Условие задания: Переведите на английский язык предложение из отрывка о Толстом: «Он искал Бога, но какого-то своего».

═══ Приведенный отрывок ═══

Последняя строка письма любопытна. Годом ранее И. Н. Крамской закончил одну из лучших своих работ «Христос в пустыне». Толстой знал ее и называл «великой вещью».
У графа Толстого был свой взгляд на все, и его не смущало, что его суждения резко расходились с общепринятыми. Эту внутреннюю правду натуры и сумел передать Крамской в портретах.
«Портрет графа Л. Н. Толстого Крамского — чудесный, может стоять рядом с лучшим Вандиком», — заметит позже И. Е. Репин.
Не смирение, но гордыня проглядывает в писателе. Он искал Бога, но какого-то своего.
Толстой писал в дневнике 29 марта 1852 года: «Во мне есть что-то, что заставляет меня думать, что я не рожден, чтобы быть таким, как прочие люди. Отчего происходит это? От несговорчивости или недостатка в моих способностях, или от факта, что, по правде, я стою на уровне обыкновенных людей? Я уже в зрелом возрасте, и развитие мое окончилось, и я терзаем голодом… не славы, — я не желаю славы, я презираю ее, — но желанием приобрести большее влияние в направлении счастья и пользы человечества».
Через три года, будучи участником Севастопольской обороны, он запишет в дневнике следующие строки: «Вчера разговор о божественном и вере навел меня на великую, громадную мысль, осуществлению которой я чувствую себя способным посвятить жизнь. Мысль эта — основание новой религии, соответствующей развитию человечества, религии Христа, но очищенной от веры и таинственности, религии практической, не обещающей блаженства на небе, но дающей блаженство на земле».
Об отношении писателя к церкви свидетельствует письмо Толстого к его родственнице графине А. А. Толстой 15 апреля 1859 года: «Оказалось же, что один говеть, и говеть хорошо, я был не в состоянии. Вот научите меня. Я могу есть постное, хоть всю жизнь, могу молиться у себя в комнате, хоть целый день, могу читать Евангелие и на время думать, что все это очень важно; но в церковь ходить и стоять, слушать непонятые и непонятные молитвы и смотреть на попа и на весь этот разнообразный народ кругом, — это мне решительно невозможно».
Тетушка ответила несколько резковато:
«…Если бы Вы действительно верили в силу Святых Таин, Вы бы с такой легкостью не отказались от говенья потому лишь, что Вам не подходит обстановка. Сколько гордости, непонимания и небрежности в этом чувстве, считаемом, вероятно, Вами благоговейным и достойным уважения. Временами мне кажется, что Вы совмещаете в себе одном все идолопоклонство язычника; обожая Бога в каждом из бесчисленных доказательств Его величия, но не понимая, что нужно приникнуть к Источнику жизни, чтобы просветиться и очиститься… Вы говорите, что не понимаете молитв. И почему это? Кто вам мешает изучить основательно уставы церковные и причину и смысл этих вещей? Это стоило бы того, чтобы поработать, даже за счет хозяйственных забот и литературы. Невежество умышленное не есть оправдание…»

═══ Представленные данные ═══

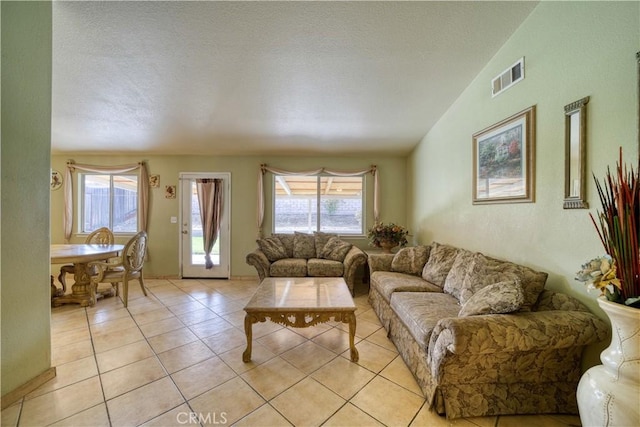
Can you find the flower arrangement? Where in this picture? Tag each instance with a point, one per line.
(392, 233)
(600, 274)
(618, 226)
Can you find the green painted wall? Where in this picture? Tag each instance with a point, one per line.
(571, 50)
(26, 135)
(164, 236)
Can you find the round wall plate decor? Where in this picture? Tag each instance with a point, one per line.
(56, 180)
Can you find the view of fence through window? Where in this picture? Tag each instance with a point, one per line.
(331, 204)
(110, 201)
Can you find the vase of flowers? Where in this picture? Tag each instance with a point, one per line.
(387, 236)
(608, 394)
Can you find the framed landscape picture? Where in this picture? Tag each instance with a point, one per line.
(504, 160)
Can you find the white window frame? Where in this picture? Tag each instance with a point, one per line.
(81, 202)
(319, 203)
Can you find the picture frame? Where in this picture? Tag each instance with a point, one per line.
(154, 181)
(56, 180)
(169, 191)
(504, 160)
(575, 155)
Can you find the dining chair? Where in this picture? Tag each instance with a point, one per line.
(101, 236)
(128, 267)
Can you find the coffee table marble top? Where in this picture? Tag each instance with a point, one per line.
(301, 302)
(301, 294)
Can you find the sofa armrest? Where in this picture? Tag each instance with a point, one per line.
(380, 262)
(259, 260)
(520, 332)
(354, 259)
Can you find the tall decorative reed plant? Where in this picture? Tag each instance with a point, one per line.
(618, 226)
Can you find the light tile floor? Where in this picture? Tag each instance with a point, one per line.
(174, 358)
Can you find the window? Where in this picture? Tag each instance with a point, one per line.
(331, 204)
(109, 201)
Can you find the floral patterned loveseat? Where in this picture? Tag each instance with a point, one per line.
(482, 336)
(302, 255)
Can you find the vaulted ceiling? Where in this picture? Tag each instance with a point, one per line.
(269, 78)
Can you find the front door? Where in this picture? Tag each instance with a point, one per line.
(192, 242)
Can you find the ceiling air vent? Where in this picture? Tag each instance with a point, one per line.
(508, 78)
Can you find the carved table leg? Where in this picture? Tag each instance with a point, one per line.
(248, 330)
(82, 291)
(352, 333)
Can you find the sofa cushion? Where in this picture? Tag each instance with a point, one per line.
(321, 239)
(272, 248)
(410, 260)
(287, 241)
(335, 249)
(324, 268)
(304, 245)
(421, 311)
(501, 297)
(289, 267)
(485, 271)
(455, 279)
(441, 258)
(386, 283)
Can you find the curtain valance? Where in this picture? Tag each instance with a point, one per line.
(143, 191)
(373, 170)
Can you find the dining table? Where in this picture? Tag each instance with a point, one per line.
(80, 255)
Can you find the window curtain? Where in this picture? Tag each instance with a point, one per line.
(373, 170)
(143, 191)
(210, 201)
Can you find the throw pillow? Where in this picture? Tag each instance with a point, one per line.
(304, 246)
(321, 239)
(441, 258)
(498, 298)
(484, 271)
(336, 249)
(287, 241)
(410, 260)
(455, 279)
(272, 248)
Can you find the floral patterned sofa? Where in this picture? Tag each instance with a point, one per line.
(302, 255)
(482, 336)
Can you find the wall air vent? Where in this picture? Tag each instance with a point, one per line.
(508, 78)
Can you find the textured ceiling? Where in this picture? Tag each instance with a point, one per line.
(243, 78)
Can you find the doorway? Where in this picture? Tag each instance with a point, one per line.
(192, 253)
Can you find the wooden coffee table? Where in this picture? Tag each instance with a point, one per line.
(301, 302)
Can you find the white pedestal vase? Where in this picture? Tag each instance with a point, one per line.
(609, 394)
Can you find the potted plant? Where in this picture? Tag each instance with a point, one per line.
(387, 236)
(608, 394)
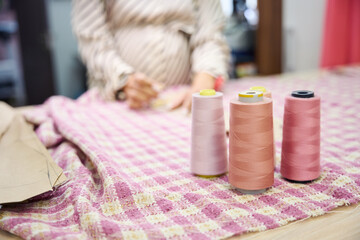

═══

Полный ответ: He was seeking God, but a God of his own.